§ TASK DIRECTIONS: Match the string "water" against each line below, and copy every line that matches.

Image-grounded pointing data
* * * * *
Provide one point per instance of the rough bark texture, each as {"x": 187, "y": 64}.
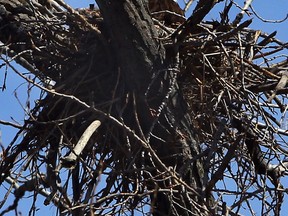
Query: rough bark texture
{"x": 177, "y": 99}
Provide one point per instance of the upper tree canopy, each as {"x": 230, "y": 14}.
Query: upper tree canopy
{"x": 145, "y": 110}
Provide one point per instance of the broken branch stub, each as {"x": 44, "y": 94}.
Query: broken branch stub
{"x": 70, "y": 160}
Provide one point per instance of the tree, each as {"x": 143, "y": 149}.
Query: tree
{"x": 143, "y": 107}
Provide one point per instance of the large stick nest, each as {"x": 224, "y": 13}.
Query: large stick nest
{"x": 228, "y": 74}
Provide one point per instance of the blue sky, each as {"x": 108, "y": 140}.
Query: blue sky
{"x": 10, "y": 106}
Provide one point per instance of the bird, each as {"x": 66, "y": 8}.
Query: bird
{"x": 281, "y": 85}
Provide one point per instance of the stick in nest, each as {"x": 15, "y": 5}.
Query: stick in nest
{"x": 281, "y": 85}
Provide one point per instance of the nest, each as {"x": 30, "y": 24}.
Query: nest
{"x": 227, "y": 73}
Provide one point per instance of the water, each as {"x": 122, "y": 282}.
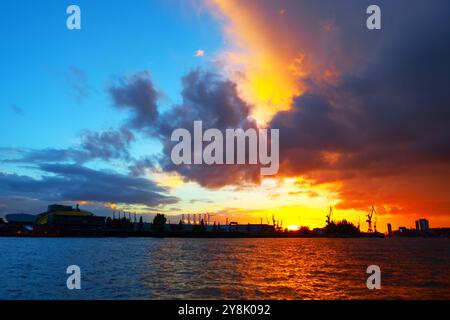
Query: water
* * * * *
§ ANSWER AREA:
Provide one point per instance of the water, each as {"x": 122, "y": 282}.
Query: water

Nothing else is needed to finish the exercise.